### THE TASK
Output the full listing below exactly, without the pictures.

────────────────

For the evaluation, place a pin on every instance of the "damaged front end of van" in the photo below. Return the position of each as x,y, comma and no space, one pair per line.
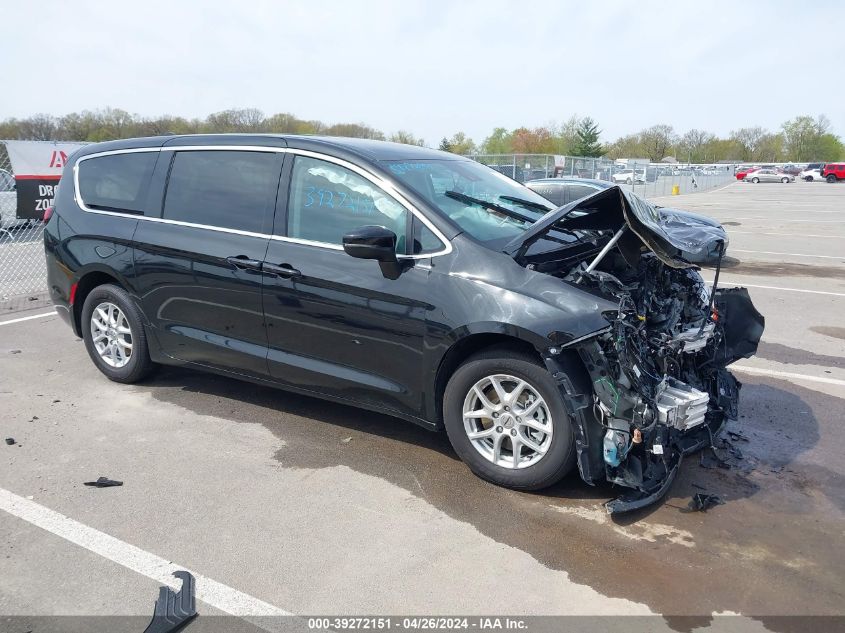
659,384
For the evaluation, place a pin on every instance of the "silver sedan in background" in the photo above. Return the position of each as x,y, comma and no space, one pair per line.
769,175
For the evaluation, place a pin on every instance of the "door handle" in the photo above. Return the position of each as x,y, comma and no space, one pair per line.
283,270
242,262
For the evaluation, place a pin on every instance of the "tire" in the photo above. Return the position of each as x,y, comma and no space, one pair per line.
118,362
558,456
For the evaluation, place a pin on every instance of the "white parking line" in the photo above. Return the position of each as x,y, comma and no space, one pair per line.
723,282
29,318
739,250
209,591
786,374
792,235
731,219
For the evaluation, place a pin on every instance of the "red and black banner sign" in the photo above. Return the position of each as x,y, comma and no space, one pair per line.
37,167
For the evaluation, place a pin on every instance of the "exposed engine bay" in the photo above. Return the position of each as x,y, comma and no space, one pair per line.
659,384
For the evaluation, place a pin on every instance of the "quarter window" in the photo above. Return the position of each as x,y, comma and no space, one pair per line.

────────────────

### COMPLETE ANSWER
For the evaluation, place a pin on every instance of the "damaged front end of van" in the photo below. Return the position of each as x,y, comma and no space, one pair per line.
659,384
For the evaluation, place a pin on every instance of the "silver sedan in background" in the photo above. Return the position of each as x,y, comma and no space, one pair per line.
769,175
For the evaluation, place a pin on every instance of the "door handle" in the photo above. Return the position of each as x,y, comma and no space, one pair per line.
283,270
242,262
For the evaluation, place a pin on every instance of the "tire" in the photo above. Return the position of each as x,y, comma and no space, one pair per line.
118,362
558,456
For the evaluation, place a pin on every instance of the "white parking line" in the photo above. Return the position of each as x,y, comma and no space, one pair per line.
723,282
29,318
739,250
209,591
786,374
792,235
731,219
For the evaluation, place a pin on every instance of the "red and black banner sign" in the photo above. Return the position of each as x,y, comma and no space, one pair per line.
37,167
For the evaluation, place a pin on every instance of the "exposed engine bay" in the photo above. Return the position of each as x,y, comma and no space, one pair per line.
659,384
For the evaluation, place a pin on every instance of the "quarter window" in the photo above. Return the position of each as x,y, comma and no space, one pair per line.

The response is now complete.